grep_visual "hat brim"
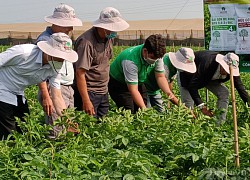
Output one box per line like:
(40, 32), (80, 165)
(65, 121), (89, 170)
(37, 41), (78, 63)
(215, 54), (240, 76)
(169, 52), (196, 73)
(45, 16), (82, 27)
(92, 18), (129, 32)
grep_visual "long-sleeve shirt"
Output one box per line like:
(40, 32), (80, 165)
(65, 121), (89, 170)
(179, 50), (249, 106)
(0, 44), (60, 106)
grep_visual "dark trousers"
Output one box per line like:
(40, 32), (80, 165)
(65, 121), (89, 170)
(74, 87), (109, 119)
(0, 95), (29, 140)
(108, 76), (147, 114)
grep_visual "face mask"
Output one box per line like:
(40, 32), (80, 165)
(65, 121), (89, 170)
(144, 57), (156, 65)
(48, 60), (63, 73)
(106, 32), (117, 39)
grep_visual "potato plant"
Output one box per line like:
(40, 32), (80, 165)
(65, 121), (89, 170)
(0, 46), (249, 179)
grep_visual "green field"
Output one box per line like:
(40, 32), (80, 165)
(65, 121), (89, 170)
(0, 46), (250, 179)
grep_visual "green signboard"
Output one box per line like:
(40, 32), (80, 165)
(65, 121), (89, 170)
(203, 0), (250, 72)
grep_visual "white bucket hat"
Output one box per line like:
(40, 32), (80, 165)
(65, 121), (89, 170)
(44, 3), (82, 27)
(37, 32), (78, 63)
(169, 47), (196, 73)
(215, 52), (240, 76)
(92, 7), (129, 32)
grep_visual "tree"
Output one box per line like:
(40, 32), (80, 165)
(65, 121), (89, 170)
(212, 31), (220, 41)
(239, 29), (248, 41)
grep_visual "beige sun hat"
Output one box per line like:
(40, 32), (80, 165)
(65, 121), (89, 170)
(37, 32), (78, 63)
(215, 52), (240, 76)
(169, 47), (196, 73)
(44, 3), (82, 27)
(92, 7), (129, 32)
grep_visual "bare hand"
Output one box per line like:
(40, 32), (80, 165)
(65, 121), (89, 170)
(66, 119), (80, 134)
(83, 101), (95, 116)
(42, 97), (54, 116)
(201, 106), (213, 117)
(169, 93), (179, 106)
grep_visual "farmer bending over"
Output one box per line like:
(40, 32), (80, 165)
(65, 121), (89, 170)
(109, 34), (178, 113)
(144, 47), (196, 112)
(0, 33), (78, 139)
(179, 51), (249, 125)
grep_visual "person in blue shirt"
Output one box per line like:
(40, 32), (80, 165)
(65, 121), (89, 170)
(36, 3), (82, 138)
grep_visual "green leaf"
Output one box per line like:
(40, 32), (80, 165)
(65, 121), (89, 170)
(20, 171), (29, 179)
(202, 147), (209, 159)
(123, 174), (135, 180)
(192, 154), (199, 163)
(116, 160), (122, 167)
(122, 137), (129, 146)
(23, 154), (33, 161)
(149, 154), (162, 164)
(115, 135), (123, 140)
(142, 165), (149, 172)
(110, 171), (123, 178)
(135, 161), (143, 166)
(187, 153), (199, 163)
(156, 137), (164, 142)
(90, 159), (102, 168)
(214, 170), (226, 179)
(124, 151), (130, 158)
(135, 174), (148, 180)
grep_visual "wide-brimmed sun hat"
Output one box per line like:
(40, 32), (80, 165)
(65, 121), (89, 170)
(37, 32), (78, 63)
(92, 7), (129, 32)
(169, 47), (196, 73)
(215, 52), (240, 76)
(44, 3), (82, 27)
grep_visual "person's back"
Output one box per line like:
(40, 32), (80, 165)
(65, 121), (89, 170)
(183, 51), (249, 125)
(194, 51), (219, 79)
(110, 44), (152, 84)
(145, 48), (196, 112)
(0, 33), (78, 139)
(109, 34), (171, 113)
(0, 44), (44, 93)
(144, 53), (178, 94)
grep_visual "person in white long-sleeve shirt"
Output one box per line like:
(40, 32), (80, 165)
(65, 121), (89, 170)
(0, 33), (78, 140)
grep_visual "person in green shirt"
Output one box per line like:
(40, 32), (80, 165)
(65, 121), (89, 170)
(144, 47), (196, 112)
(109, 34), (179, 113)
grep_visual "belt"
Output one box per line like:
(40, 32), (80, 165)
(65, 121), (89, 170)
(61, 84), (72, 86)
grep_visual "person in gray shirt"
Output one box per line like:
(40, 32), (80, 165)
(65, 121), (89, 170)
(74, 7), (129, 118)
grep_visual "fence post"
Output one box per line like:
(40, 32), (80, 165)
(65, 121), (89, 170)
(172, 42), (175, 52)
(190, 29), (193, 39)
(27, 32), (32, 44)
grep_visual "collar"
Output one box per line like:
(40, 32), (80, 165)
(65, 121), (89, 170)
(36, 49), (50, 69)
(212, 65), (227, 80)
(93, 27), (106, 43)
(46, 26), (53, 36)
(140, 45), (148, 66)
(36, 49), (44, 64)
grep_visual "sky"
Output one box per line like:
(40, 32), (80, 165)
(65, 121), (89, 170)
(0, 0), (203, 24)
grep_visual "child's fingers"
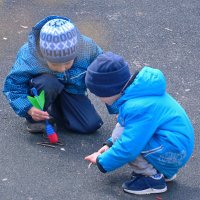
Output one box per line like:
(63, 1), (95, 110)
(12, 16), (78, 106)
(37, 110), (49, 117)
(85, 155), (96, 163)
(85, 152), (101, 164)
(84, 155), (92, 161)
(33, 110), (49, 120)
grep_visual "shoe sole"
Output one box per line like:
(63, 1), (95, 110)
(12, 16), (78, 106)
(123, 186), (167, 195)
(27, 128), (44, 134)
(26, 124), (57, 134)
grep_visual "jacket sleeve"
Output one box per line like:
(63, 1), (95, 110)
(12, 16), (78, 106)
(96, 110), (157, 173)
(81, 35), (103, 64)
(103, 137), (113, 147)
(3, 48), (34, 117)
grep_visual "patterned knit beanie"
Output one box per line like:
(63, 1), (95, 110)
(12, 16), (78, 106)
(85, 52), (131, 97)
(40, 18), (78, 63)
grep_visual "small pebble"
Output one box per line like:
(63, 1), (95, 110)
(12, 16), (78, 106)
(60, 148), (66, 151)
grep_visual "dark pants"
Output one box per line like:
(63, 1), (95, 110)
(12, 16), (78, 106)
(28, 74), (103, 134)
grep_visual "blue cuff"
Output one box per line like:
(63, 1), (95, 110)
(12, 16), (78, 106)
(96, 156), (107, 173)
(103, 139), (113, 148)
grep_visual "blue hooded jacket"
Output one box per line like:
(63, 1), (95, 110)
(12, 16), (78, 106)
(3, 16), (103, 118)
(97, 67), (194, 178)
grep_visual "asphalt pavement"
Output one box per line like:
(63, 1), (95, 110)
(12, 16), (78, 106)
(0, 0), (200, 200)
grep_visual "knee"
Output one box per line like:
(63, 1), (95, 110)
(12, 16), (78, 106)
(64, 118), (103, 134)
(81, 119), (103, 134)
(30, 74), (64, 95)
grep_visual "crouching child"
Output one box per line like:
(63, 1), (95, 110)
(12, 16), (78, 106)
(84, 52), (194, 195)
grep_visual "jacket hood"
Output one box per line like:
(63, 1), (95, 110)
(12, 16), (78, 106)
(28, 15), (80, 60)
(117, 66), (166, 106)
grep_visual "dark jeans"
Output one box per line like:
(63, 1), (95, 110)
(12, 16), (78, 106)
(28, 74), (103, 134)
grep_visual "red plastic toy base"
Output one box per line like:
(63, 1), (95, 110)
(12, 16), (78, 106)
(48, 133), (58, 144)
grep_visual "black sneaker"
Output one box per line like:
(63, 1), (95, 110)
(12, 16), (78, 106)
(122, 173), (167, 195)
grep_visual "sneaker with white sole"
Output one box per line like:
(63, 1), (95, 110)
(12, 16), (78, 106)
(122, 173), (167, 195)
(131, 171), (177, 182)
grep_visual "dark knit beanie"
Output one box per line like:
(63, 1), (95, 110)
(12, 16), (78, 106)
(40, 18), (78, 63)
(85, 52), (131, 97)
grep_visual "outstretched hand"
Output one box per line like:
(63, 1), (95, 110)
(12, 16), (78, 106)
(85, 145), (110, 164)
(85, 152), (101, 164)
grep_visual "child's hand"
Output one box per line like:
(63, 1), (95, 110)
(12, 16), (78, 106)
(84, 152), (101, 164)
(28, 107), (50, 121)
(98, 145), (110, 153)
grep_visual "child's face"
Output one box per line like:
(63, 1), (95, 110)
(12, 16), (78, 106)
(99, 94), (121, 105)
(47, 60), (74, 72)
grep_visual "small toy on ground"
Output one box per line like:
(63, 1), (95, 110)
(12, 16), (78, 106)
(27, 87), (58, 144)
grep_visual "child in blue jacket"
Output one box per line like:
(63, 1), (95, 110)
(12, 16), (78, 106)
(3, 16), (104, 134)
(85, 52), (194, 195)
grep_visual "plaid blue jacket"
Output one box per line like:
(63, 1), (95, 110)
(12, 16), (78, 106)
(3, 16), (103, 117)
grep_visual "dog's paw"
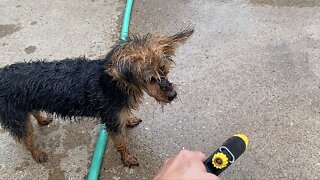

REQUIREMENT
Scan the material above for the string "sneaker" and return the lines that hold it.

SOLUTION TO THIS EXERCISE
grep_visual "black sneaker"
grep_visual "sneaker with white sole"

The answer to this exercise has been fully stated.